• **RECORDS SUPPLIED**:

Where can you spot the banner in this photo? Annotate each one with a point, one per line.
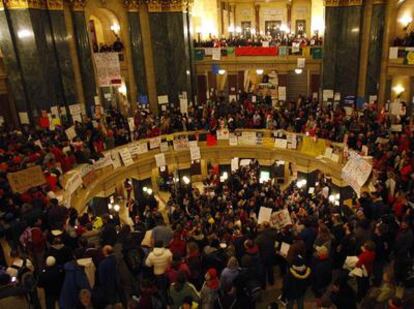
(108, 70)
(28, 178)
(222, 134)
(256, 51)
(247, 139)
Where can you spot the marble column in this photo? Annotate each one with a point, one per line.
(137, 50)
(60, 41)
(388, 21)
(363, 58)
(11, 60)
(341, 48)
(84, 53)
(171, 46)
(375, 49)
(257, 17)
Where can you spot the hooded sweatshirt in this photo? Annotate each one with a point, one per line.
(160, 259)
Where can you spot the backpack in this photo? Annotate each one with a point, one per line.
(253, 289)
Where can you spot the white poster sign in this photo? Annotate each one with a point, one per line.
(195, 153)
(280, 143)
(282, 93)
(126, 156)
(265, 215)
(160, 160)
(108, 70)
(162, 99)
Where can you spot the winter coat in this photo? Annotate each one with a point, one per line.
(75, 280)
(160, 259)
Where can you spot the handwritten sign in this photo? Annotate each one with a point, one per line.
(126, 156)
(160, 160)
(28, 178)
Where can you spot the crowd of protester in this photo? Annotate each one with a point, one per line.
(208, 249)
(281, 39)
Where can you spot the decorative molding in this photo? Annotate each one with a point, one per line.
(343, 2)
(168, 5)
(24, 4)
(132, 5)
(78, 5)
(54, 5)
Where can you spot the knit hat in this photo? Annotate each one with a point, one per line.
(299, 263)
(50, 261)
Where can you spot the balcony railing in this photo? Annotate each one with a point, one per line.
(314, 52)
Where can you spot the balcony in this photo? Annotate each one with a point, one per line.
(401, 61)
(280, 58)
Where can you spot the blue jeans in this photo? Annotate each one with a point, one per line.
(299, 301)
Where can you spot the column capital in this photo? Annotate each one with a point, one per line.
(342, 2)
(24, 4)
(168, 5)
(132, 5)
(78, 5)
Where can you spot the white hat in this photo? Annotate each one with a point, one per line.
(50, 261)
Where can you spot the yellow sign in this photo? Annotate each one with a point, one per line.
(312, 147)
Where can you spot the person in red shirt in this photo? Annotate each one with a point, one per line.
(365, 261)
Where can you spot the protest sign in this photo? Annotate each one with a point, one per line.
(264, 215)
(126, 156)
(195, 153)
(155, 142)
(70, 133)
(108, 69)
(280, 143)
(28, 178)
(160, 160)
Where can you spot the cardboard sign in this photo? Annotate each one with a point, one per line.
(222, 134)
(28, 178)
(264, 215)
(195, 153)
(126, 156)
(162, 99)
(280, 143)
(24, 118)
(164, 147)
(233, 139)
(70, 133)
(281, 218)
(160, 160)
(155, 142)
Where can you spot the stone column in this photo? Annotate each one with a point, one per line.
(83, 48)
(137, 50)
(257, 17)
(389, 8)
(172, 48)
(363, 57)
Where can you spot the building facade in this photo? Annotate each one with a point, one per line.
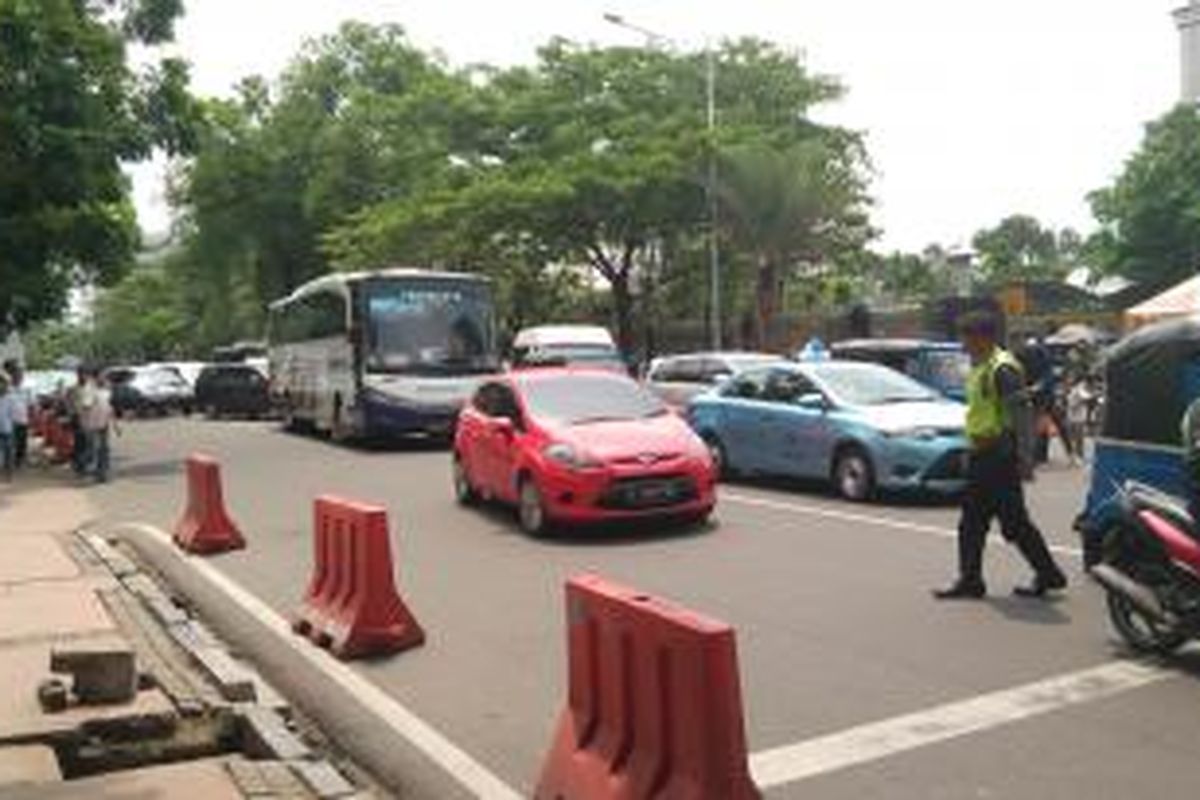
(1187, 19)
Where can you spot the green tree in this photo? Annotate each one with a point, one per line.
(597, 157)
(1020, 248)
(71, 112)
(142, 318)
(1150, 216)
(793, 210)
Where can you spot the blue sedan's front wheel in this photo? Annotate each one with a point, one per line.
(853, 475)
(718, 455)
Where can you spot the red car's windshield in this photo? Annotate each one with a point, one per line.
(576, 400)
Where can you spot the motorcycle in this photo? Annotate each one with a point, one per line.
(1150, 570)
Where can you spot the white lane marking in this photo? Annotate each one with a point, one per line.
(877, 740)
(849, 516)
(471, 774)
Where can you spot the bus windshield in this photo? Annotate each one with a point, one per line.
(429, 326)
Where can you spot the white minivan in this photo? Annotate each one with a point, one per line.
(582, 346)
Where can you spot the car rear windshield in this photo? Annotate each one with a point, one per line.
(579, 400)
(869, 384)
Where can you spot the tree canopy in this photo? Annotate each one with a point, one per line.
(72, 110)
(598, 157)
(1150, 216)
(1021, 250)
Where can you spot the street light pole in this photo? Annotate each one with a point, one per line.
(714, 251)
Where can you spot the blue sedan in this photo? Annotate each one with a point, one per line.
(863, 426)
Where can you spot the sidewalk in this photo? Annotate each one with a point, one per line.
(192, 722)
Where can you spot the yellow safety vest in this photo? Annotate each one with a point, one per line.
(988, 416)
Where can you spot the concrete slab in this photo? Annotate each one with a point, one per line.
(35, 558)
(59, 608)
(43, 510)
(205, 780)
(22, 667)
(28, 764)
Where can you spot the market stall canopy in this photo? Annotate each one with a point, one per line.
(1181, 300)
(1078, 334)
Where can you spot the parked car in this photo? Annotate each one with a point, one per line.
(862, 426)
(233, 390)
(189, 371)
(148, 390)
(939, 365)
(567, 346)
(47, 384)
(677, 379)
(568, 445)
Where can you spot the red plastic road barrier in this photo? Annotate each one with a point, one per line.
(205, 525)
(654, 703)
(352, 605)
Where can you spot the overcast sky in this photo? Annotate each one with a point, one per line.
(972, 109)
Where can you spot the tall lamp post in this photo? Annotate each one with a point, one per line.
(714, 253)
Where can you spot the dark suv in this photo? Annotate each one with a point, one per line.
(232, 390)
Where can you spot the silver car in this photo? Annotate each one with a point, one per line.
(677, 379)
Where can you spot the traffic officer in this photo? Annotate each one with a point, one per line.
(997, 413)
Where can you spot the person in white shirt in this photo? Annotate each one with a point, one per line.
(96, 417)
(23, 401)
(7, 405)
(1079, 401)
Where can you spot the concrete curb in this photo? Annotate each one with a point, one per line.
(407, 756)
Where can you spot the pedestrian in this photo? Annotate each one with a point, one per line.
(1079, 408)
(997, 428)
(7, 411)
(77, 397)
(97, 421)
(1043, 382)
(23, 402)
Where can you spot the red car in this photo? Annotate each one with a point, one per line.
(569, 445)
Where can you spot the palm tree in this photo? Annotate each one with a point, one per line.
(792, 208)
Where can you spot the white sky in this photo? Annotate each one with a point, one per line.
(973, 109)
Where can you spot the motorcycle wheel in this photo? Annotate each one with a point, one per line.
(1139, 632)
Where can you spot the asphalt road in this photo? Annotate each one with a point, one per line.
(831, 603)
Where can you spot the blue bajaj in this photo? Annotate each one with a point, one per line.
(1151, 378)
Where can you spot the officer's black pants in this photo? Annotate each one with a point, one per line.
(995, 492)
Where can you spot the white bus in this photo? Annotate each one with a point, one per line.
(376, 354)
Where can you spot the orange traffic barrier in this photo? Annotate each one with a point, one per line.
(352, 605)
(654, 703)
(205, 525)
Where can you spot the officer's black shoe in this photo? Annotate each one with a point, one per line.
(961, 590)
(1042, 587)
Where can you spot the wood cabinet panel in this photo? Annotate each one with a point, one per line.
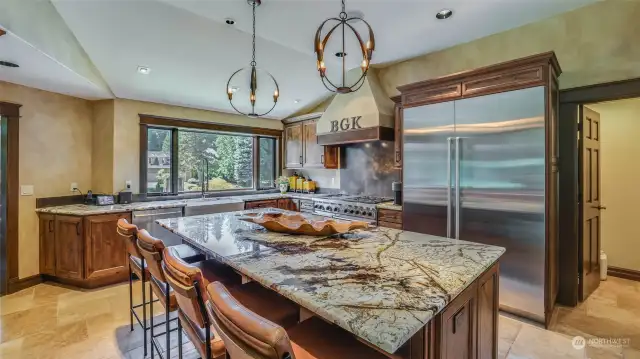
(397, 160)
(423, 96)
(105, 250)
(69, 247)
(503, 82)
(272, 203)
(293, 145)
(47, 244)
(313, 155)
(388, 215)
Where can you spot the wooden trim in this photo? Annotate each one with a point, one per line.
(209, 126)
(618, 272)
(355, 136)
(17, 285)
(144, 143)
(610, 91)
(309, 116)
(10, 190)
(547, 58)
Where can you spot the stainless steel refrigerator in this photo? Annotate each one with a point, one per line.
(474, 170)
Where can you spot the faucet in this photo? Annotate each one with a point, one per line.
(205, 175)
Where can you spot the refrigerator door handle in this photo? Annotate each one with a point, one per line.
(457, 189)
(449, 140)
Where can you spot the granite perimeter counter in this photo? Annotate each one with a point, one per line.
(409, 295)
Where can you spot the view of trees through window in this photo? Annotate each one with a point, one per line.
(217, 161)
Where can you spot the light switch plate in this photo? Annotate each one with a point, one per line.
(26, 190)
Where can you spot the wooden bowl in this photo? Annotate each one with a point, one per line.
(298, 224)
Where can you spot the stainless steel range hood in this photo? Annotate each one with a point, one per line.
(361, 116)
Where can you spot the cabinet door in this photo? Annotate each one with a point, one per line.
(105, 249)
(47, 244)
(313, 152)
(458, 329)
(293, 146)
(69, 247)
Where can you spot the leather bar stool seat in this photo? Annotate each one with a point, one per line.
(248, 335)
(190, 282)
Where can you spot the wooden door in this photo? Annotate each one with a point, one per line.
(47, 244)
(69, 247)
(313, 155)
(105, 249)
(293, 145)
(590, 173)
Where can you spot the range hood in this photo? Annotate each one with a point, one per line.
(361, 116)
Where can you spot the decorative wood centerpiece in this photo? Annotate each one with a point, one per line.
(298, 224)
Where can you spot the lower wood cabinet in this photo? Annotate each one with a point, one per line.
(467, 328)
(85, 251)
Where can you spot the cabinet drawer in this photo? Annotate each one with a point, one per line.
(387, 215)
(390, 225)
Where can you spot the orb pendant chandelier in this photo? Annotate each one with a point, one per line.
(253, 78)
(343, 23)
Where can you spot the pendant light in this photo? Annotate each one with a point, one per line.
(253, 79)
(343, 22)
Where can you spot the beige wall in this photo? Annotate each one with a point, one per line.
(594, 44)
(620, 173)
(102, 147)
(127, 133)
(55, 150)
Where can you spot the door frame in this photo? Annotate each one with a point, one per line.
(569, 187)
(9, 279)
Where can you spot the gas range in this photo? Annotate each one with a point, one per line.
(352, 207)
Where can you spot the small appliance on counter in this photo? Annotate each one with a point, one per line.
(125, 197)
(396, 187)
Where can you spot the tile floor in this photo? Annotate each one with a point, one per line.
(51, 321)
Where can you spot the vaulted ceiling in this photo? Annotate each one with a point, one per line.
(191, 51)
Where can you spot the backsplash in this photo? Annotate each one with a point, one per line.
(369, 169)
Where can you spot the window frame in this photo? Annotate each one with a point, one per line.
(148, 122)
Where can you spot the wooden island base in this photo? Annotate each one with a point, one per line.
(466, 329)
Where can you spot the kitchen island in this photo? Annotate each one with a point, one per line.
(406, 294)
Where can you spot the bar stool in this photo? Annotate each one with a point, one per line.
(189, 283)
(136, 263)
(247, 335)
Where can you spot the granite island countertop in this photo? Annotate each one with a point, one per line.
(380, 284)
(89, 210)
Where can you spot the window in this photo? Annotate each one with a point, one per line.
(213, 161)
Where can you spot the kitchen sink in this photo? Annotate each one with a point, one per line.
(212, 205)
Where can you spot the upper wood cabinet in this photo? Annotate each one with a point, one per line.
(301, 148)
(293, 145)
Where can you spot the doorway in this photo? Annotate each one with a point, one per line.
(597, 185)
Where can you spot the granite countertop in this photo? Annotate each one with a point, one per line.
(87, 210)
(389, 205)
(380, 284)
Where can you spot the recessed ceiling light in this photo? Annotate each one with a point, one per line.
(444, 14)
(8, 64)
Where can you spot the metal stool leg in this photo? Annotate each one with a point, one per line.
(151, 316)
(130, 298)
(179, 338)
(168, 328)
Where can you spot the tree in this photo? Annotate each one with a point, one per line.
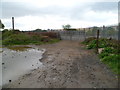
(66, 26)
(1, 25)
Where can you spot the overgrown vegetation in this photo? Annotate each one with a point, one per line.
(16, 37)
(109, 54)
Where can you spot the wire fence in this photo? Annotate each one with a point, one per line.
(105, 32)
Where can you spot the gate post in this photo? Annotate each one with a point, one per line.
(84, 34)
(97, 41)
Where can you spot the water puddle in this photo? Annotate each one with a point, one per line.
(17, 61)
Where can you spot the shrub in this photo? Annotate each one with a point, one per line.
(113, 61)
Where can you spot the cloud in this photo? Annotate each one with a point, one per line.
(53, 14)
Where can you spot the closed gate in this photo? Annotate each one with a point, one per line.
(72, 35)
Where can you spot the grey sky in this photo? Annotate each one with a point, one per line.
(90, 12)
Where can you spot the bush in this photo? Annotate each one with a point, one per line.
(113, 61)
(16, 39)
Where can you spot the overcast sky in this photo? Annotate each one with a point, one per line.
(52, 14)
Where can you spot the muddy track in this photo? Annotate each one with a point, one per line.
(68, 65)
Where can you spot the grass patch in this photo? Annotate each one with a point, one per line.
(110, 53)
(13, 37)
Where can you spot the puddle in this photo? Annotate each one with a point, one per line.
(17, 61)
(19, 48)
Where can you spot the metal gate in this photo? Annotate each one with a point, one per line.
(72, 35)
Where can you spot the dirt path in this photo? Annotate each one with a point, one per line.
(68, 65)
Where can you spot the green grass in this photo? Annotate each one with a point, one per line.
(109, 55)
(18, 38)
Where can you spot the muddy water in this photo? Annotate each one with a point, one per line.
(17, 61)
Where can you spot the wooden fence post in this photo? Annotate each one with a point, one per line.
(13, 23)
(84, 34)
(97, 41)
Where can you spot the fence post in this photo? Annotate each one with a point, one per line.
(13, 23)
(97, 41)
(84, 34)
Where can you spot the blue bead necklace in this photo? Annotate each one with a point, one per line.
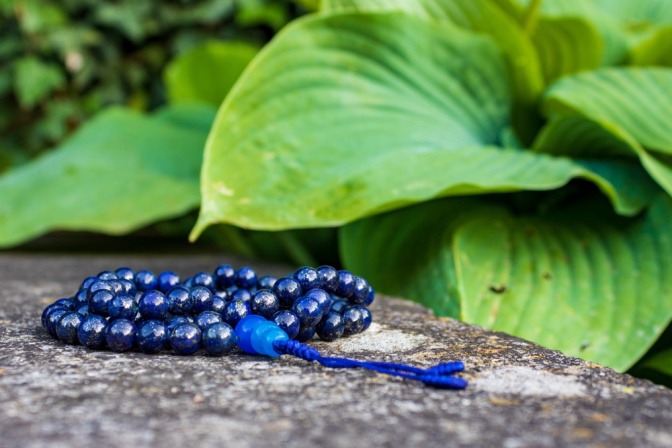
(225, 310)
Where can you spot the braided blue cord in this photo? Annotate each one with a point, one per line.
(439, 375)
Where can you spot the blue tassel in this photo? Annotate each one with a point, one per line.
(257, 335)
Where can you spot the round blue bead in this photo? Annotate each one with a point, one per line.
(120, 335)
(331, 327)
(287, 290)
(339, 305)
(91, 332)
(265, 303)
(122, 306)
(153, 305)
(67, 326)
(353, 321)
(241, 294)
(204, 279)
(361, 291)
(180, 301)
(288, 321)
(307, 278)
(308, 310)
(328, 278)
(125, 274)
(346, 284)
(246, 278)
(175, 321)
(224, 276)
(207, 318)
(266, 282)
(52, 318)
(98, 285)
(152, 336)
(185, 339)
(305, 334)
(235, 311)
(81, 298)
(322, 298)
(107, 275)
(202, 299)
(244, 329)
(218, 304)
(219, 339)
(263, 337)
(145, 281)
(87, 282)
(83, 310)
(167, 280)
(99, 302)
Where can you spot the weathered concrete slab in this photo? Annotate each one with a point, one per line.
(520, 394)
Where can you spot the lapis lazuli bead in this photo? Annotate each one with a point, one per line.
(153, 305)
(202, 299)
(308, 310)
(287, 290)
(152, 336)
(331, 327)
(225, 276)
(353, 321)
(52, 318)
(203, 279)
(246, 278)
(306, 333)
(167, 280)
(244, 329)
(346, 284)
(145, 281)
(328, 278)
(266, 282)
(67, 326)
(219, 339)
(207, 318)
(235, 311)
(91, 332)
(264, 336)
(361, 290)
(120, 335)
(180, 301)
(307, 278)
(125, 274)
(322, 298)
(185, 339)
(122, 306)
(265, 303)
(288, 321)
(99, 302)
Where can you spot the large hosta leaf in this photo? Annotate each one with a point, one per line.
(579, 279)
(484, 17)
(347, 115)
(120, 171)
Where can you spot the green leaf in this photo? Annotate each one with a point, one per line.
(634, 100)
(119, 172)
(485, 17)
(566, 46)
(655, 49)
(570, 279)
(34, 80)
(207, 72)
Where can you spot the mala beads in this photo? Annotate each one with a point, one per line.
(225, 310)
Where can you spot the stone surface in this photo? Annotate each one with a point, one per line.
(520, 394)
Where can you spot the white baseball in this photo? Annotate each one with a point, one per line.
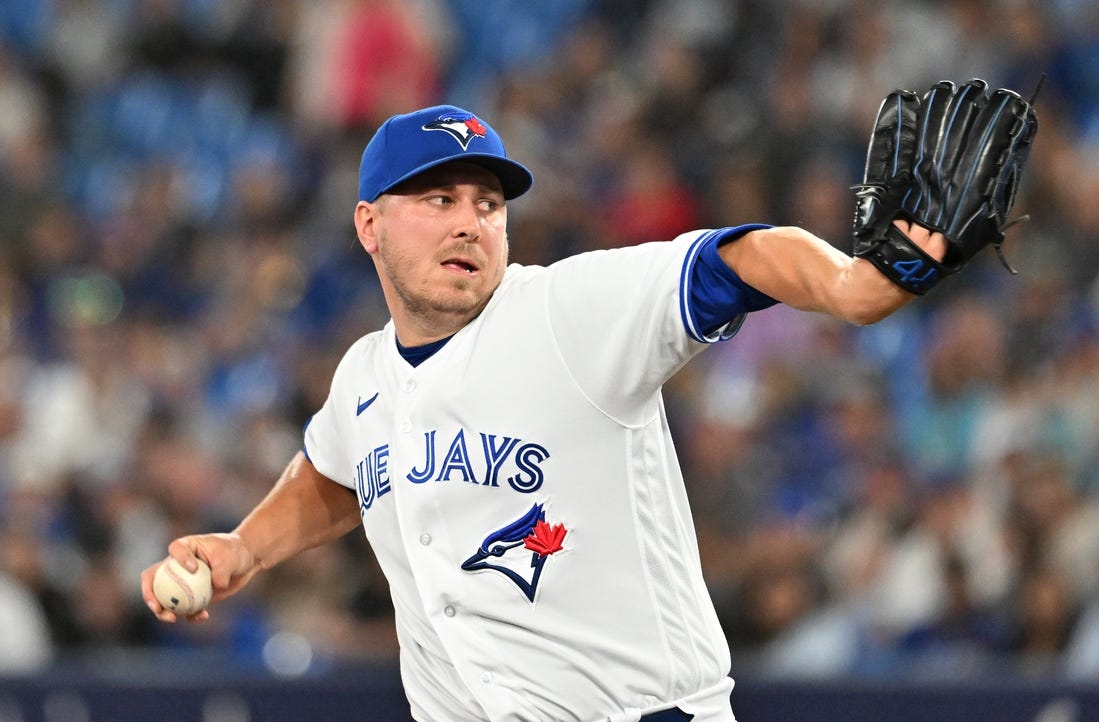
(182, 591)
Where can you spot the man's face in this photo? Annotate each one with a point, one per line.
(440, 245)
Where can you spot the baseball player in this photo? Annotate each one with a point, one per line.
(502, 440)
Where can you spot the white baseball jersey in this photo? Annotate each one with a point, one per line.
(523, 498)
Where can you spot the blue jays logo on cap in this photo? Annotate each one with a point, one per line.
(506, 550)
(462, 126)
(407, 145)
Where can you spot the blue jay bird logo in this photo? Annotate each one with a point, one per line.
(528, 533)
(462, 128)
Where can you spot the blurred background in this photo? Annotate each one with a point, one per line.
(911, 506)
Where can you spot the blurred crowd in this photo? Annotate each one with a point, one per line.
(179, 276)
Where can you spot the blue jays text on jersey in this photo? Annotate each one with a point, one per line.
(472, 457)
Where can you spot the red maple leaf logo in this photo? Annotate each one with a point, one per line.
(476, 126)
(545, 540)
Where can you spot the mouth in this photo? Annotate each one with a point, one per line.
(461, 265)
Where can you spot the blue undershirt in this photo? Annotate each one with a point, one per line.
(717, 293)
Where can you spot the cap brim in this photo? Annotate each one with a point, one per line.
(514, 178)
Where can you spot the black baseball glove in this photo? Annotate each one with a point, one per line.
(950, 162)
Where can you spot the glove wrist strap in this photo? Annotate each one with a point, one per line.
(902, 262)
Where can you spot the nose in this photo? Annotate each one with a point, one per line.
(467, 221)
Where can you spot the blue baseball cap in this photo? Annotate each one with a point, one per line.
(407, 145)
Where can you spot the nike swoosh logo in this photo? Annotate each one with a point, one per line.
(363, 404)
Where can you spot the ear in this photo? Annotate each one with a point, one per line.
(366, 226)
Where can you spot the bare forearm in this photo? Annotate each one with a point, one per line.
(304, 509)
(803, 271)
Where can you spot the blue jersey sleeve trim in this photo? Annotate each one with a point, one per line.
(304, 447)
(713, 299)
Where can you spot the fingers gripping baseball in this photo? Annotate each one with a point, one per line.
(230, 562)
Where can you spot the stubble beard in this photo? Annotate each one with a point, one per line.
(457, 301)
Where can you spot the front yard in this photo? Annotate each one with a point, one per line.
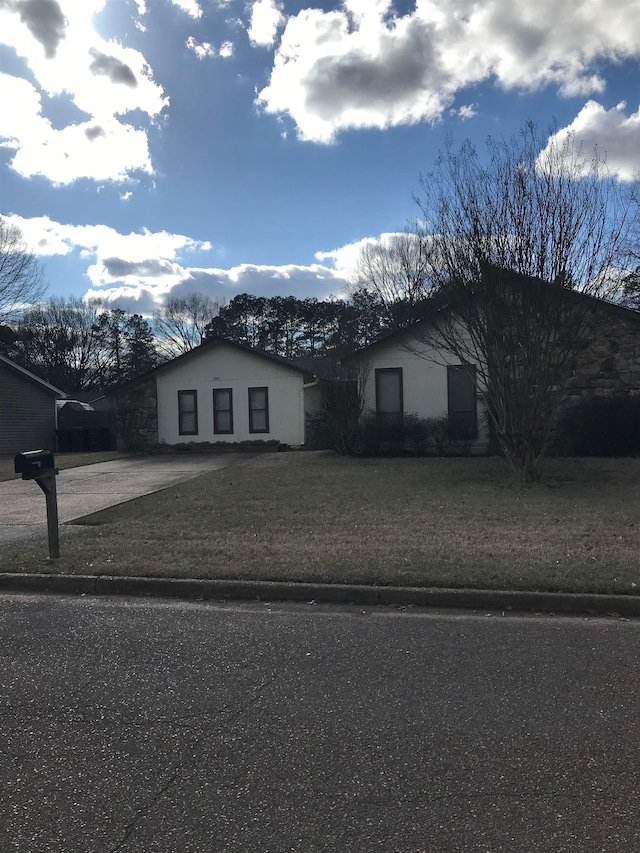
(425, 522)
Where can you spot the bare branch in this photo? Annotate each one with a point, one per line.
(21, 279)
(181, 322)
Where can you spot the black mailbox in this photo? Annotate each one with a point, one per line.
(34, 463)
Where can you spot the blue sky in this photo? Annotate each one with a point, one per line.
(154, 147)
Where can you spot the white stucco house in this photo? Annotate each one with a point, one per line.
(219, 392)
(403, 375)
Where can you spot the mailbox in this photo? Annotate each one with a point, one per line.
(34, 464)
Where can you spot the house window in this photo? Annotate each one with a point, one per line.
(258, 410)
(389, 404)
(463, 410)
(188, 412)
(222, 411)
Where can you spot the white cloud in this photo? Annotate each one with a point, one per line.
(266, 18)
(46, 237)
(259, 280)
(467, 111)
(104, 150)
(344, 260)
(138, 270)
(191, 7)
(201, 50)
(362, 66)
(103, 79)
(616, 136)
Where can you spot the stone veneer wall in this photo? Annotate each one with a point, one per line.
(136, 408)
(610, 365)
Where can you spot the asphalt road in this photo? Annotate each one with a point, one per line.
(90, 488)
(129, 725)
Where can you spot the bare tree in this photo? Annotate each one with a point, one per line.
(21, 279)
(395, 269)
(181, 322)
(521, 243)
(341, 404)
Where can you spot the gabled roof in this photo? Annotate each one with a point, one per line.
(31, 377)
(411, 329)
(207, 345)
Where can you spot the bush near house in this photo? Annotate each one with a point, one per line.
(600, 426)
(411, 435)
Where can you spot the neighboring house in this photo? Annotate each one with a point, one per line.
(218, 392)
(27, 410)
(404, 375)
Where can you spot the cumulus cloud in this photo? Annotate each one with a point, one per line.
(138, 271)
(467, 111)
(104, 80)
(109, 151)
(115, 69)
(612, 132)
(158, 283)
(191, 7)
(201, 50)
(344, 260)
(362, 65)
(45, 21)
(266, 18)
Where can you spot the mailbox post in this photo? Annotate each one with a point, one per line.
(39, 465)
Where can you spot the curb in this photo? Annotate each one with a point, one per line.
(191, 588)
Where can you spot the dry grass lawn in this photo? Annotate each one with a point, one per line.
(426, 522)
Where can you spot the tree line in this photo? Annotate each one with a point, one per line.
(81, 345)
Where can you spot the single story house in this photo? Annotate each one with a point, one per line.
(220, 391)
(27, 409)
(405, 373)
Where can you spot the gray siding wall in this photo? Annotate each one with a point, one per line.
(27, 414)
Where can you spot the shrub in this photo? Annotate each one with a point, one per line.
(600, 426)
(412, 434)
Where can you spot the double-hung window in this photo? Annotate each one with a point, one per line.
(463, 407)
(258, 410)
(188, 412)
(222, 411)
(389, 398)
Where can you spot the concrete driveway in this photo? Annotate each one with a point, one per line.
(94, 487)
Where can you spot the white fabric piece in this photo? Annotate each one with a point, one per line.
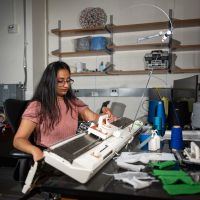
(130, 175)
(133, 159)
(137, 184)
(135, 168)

• **AIM**:
Repeat the lines of the records verbatim, starting at the line containing "Where can you spot the mailbox post" and stopping after the final line. Images stay out.

• **PROBLEM SOLUTION**:
Where can you spot the mailbox post in this photo? Annotate each one with a point, one per line.
(39, 465)
Where can you spot the curb in this photo? Annotate each one with a point, one per line.
(191, 588)
Where can you spot the dry grass lawn in this photo? Annotate each one with a point, one per line.
(426, 522)
Where can you spot the tree line in this photo? Annotate each one with a point, one per line.
(81, 345)
Where can you spot the single story house in this photo? Annotate each one with a point, one per line.
(220, 391)
(27, 409)
(405, 373)
Where can you spot the gray siding wall in this photo? Annotate each one with a point, one per line.
(27, 414)
Where can you spot the shrub in this photo? Annotate each one with a point, one per line.
(600, 426)
(412, 434)
Where can you spot the double-hung window in this photo? Annotate each one with a point, one per line.
(463, 407)
(258, 410)
(188, 412)
(222, 411)
(389, 398)
Where can you spot the concrete driveway in this photo? Annotate each one with a point, one per line.
(94, 487)
Where can you spot the white fabric piece in this photo? Annotate each one with a point, one per line.
(130, 175)
(133, 159)
(137, 184)
(135, 168)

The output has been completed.